#### [WHAT THIS TASK INVOLVES]
Here are the records. Write out exactly the lines between the one holding "Could you kindly annotate the tall" and the one holding "Could you kindly annotate the thin", inclusive.

#### [EXERCISE DATA]
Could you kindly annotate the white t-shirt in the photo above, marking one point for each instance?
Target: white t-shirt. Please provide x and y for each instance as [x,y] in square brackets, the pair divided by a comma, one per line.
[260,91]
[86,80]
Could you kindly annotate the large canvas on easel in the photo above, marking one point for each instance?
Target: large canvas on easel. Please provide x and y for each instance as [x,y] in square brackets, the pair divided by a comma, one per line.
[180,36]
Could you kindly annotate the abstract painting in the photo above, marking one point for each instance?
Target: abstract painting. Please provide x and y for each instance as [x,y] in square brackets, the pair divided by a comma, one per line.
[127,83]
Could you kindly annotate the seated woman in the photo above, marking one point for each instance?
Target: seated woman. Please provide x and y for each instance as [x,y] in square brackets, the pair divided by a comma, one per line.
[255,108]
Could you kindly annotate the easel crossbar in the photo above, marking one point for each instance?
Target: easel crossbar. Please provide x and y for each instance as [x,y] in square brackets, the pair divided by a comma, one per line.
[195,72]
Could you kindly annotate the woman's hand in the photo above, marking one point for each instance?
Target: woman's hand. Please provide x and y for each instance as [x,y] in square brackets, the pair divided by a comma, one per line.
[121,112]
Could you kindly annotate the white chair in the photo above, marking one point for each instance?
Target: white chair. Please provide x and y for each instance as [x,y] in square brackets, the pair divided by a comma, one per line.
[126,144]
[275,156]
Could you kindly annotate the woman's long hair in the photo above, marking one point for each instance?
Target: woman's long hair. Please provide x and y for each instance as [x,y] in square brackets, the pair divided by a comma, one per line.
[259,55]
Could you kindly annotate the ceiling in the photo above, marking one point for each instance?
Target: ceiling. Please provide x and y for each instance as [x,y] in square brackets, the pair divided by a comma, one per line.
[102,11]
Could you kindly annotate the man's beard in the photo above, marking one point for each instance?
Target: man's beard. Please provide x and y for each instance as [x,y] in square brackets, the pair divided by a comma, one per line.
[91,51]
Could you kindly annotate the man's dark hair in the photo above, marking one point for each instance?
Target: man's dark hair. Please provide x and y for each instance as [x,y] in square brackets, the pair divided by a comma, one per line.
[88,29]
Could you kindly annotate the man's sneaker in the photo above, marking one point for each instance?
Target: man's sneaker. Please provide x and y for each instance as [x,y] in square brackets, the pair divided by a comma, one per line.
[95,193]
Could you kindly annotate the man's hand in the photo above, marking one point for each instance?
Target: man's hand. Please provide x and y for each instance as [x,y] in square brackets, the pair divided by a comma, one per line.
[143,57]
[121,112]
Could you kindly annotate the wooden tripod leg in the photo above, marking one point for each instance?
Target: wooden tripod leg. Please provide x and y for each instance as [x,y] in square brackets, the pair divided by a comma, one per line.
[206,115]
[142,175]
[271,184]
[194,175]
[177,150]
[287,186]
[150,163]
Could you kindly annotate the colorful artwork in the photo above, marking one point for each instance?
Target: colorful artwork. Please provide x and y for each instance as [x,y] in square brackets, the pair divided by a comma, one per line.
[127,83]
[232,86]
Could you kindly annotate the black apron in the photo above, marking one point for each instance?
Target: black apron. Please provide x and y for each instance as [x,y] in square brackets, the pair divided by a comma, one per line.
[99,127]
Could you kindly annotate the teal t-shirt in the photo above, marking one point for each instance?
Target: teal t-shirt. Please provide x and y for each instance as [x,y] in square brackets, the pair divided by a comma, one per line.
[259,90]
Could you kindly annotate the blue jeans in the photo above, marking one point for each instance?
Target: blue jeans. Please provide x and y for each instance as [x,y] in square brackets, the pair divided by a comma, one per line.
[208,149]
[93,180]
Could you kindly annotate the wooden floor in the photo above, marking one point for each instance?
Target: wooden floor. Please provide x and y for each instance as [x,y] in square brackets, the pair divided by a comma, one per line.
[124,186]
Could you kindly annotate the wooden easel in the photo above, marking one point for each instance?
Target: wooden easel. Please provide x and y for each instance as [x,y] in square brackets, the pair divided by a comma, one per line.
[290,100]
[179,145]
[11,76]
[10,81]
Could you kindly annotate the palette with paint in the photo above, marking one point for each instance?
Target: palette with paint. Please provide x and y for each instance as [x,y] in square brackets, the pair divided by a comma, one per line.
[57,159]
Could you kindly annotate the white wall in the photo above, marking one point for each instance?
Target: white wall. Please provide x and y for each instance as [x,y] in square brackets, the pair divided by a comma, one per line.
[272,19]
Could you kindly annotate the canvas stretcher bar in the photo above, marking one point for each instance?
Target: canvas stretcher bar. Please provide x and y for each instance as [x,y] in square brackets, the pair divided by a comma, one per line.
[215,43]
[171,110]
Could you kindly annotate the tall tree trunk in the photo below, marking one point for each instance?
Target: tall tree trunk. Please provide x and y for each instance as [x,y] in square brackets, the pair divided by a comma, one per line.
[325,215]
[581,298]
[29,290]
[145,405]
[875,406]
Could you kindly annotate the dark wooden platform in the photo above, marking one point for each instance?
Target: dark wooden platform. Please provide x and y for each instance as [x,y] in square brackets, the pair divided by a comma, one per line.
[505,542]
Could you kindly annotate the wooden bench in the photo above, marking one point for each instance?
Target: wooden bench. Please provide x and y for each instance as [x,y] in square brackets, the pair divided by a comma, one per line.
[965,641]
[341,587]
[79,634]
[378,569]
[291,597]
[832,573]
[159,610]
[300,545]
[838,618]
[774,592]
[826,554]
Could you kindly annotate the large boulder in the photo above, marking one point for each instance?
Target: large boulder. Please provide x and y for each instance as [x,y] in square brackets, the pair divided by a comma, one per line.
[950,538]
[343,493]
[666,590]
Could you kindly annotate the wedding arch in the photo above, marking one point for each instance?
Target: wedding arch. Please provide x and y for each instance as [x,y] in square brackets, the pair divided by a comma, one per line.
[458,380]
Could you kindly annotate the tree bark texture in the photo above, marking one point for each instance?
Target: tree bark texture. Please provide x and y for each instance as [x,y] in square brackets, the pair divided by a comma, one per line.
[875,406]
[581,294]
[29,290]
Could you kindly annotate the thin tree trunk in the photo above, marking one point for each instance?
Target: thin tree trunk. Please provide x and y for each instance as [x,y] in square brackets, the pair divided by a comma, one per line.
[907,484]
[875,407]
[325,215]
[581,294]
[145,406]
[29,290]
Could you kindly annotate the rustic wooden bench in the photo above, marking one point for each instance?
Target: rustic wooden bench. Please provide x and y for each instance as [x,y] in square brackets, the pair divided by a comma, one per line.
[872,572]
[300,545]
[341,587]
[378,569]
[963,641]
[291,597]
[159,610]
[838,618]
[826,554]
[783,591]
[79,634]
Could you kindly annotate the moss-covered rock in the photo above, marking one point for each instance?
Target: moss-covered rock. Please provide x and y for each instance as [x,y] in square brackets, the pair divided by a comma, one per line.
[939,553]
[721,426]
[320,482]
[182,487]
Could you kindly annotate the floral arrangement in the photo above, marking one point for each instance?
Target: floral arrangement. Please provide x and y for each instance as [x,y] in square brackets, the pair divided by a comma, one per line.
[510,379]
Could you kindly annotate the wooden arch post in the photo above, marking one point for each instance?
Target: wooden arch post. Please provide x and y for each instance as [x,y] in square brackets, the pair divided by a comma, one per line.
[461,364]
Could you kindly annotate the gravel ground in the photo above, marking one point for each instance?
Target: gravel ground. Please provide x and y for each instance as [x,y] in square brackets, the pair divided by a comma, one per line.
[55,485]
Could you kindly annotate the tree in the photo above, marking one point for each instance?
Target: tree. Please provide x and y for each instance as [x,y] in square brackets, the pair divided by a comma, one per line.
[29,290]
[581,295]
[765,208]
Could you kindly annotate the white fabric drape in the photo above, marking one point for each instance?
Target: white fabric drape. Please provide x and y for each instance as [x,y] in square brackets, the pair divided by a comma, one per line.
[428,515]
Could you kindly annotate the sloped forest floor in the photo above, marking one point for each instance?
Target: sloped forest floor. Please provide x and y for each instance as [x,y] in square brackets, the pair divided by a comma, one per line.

#### [YOUR SOLUTION]
Could you kindly annotate the tall tree trunk in the photo below, marking one point for each instance?
Target: tall tree trunk. Please provide x and y for each instance as [x,y] in square brackets, the pair divided by a comma, one per line.
[325,215]
[581,298]
[29,290]
[145,405]
[875,406]
Could you kindly annotate the dark wooden platform in the photo above, marking one point for each instance?
Target: dark wooden platform. Please provide x and y for each instance as [x,y] in square brackets, the pair divided by a comma, one per line.
[505,542]
Could you kindly annotate the wooden bench in the photo above, marking one point for each instance?
Target: wooden bench. Please provide x and y for each instance as [x,y] in square brackets, the pair divided by a comma, one per line.
[965,641]
[341,587]
[79,634]
[378,569]
[291,597]
[832,573]
[159,610]
[300,545]
[838,618]
[774,592]
[826,554]
Could you kindly annotate the large boulder in the photo above, marking one point for each instance?
Target: large boulder. Please provide x and y for each instance as [x,y] in square brackets, the pair divided by a comma, one per line.
[950,538]
[343,493]
[666,590]
Could you kindly annotate the wedding arch in the photo above, marking one point for each instance?
Target: wedding arch. Please provide x and y for each instance as [x,y] in square brackets, the pair divided by a comma, one per line.
[458,380]
Could you kindly annotate the tree bark texture in the photo above, marking one point for each instance?
Target: tree bark texture. Please provide x and y for each instance as [x,y] in square brackets, the pair divided by a comma, one per line.
[875,406]
[581,294]
[29,290]
Could you kindly annotate the thin tree trunk in the photo above, marking one point for each instance?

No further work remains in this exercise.